• _EXERCISE_
Count the lines in the listing below that contain the word "pitch", and reply with that number alone.

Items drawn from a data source

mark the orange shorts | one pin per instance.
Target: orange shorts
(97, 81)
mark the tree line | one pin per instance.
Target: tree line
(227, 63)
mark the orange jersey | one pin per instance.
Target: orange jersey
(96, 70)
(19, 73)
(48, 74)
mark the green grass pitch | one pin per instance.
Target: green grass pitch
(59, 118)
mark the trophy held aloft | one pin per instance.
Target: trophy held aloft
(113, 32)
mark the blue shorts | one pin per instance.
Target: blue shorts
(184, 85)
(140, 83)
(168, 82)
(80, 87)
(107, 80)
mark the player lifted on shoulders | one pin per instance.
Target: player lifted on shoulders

* * *

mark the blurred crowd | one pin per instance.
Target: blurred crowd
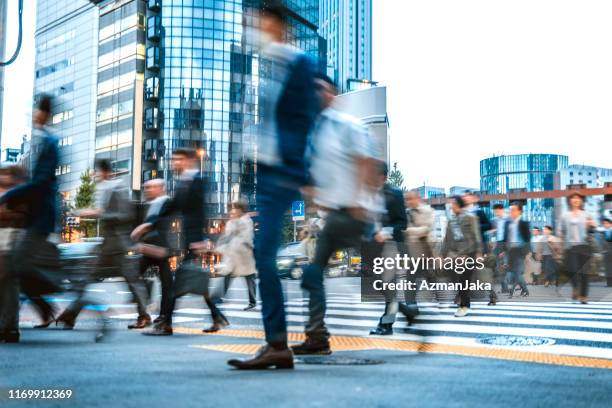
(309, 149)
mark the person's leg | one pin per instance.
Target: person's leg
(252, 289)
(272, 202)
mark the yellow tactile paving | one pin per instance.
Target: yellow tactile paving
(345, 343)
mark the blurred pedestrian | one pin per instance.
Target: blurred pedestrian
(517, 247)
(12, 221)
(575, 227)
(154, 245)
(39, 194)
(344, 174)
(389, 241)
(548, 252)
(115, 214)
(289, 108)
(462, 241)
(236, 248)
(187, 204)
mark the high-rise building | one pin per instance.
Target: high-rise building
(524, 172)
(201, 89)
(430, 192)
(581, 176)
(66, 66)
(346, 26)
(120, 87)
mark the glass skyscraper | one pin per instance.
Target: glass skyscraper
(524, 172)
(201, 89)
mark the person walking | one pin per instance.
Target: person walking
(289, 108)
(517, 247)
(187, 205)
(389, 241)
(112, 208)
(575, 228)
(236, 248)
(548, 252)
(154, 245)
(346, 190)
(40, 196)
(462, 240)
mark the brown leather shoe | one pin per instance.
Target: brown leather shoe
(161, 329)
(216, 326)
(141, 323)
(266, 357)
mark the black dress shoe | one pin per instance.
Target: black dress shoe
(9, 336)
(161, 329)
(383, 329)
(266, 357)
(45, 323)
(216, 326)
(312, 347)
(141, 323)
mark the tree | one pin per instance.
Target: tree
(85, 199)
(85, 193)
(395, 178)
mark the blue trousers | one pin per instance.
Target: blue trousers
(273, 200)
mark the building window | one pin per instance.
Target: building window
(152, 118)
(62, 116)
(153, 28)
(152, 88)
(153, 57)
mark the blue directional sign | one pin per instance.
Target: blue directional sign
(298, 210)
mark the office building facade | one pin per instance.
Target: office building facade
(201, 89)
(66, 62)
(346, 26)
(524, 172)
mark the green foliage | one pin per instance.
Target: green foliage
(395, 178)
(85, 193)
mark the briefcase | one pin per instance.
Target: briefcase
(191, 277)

• _RESPONSE BELOW_
2